# [PAGE TEXT]
====

Leveraging dbt with Snowflake Iceberg tables: A modern approach to Data Modeling

On June 10th 2024 Apache Iceberg tables became generally available on Snowflake. This blog will focus on creating Iceberg tables on Snowflake and illustrate how this is integrated with dbt.

What are Iceberg Tables?

Iceberg tables utilize the Apache Iceberg open table format, which acts as an abstraction layer over data files stored in open formats such as Parquet, ORC, and Avro. Like Delta Lake, Apache Iceberg brings transactional consistency and structured table management to unstructured data lakes, effectively turning them into high-performance data lakehouses. Users can interact with Iceberg tables using SQL, much like in a relational database, while actually working directly with underlying data files.

A core component of Iceberg is the catalog, which maintains metadata about tables, including schemas, snapshots, and partition layouts. Serving as a centralized source of truth, the catalog enables efficient query optimization and incremental updates. Snowflake supports querying Iceberg tables through either external catalogs or a Snowflake-managed catalog, allowing users to analyze externally stored data while taking advantage of Snowflake’s compute engine.

Analysing the usage of Iceberg tables

Snowflake traditionally functions as a data warehouse—a fully managed platform optimized for structured data and analytics. However, with the rise of data lakehouses, which offer greater flexibility for handling both structured and unstructured data, Snowflake has embraced Apache Iceberg to meet this demand. By supporting Iceberg tables, Snowflake enables users to store data outside its internal storage, allowing them to keep data in their own cloud accounts while seamlessly querying and processing it within Snowflake.

Benefits

Flexibility

Iceberg tables allow you to use external storage systems, reducing dependency on Snowflake’s internal storage and avoiding vendor lock-in.

Scalability

Designed for massive datasets, Iceberg optimizes queries with advanced partitioning, metadata pruning, and snapshot isolation.

Interoperability

Iceberg is compatible with various data processing engines, such as Spark and Hive, fostering a multi-tool ecosystem.

Time Travel and Versioning

It enables access to historical data, supporting use cases like auditing, debugging, and recovering previous table states.

Trade offs

Operational complexity

The management of external storage configurations, the assurance of data protection, and the establishment of recovery processes are the exclusive responsibility of the user.

====

# [SOURCE MATERIAL]

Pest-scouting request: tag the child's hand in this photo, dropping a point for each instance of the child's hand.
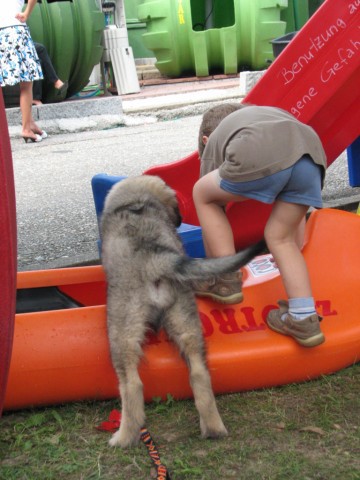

====

# [PROBLEMS]
A - List the benefits of Iceberg tables that the Iceberg tables article names as headings.
B - In two sentences, summarize the Iceberg tables article.
C - Reproduce the part of the Iceberg tables article starting at "Snowflake traditionally functions" and ending at "avoiding vendor lock-in.".

# [PROBLEM SOLUTIONS]
A -
Flexibility
Scalability
Interoperability
Time Travel and Versioning

B - Apache Iceberg tables, generally available on Snowflake since June 10th 2024, use an open table format over data files such as Parquet, ORC, and Avro, with a catalog that holds metadata about the tables. By supporting them, Snowflake lets users keep data in their own cloud accounts while querying it within Snowflake, which brings flexibility, scalability, interoperability, and time travel but leaves users responsible for managing external storage, protecting data, and setting up recovery.

C -
Snowflake traditionally functions as a data warehouse—a fully managed platform optimized for structured data and analytics. However, with the rise of data lakehouses, which offer greater flexibility for handling both structured and unstructured data, Snowflake has embraced Apache Iceberg to meet this demand. By supporting Iceberg tables, Snowflake enables users to store data outside its internal storage, allowing them to keep data in their own cloud accounts while seamlessly querying and processing it within Snowflake.

Benefits

Flexibility

Iceberg tables allow you to use external storage systems, reducing dependency on Snowflake’s internal storage and avoiding vendor lock-in.